### Required action
Transcribe the lines below exactly. No image belongs in the transcription.

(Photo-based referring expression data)
★ ★ ★ ★ ★ ★ ★

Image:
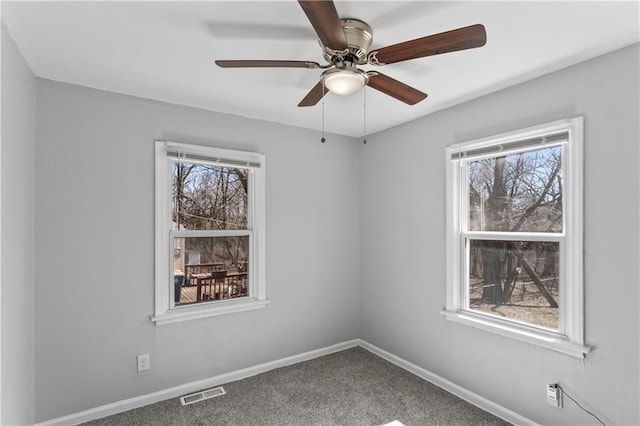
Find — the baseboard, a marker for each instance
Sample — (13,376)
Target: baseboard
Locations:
(141,401)
(459,391)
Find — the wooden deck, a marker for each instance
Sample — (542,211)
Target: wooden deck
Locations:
(233,287)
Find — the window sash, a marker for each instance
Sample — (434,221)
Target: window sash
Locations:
(464,288)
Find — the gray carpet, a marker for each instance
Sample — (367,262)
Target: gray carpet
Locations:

★ ★ ★ ★ ★ ★ ★

### Solved problem
Image:
Find — the baseboard, a marker for each instance
Sample — (13,376)
Target: baseboard
Locations:
(141,401)
(459,391)
Find — the wooden deck, a marker for each instance
Sample — (542,211)
Target: wooden deck
Locations:
(233,287)
Find — the window sash, a marker for each instance
Sample — (434,221)
Target: window sash
Locations:
(464,288)
Find — the gray carpet, a marker for each instance
Sample — (367,262)
Target: gray carpet
Locations:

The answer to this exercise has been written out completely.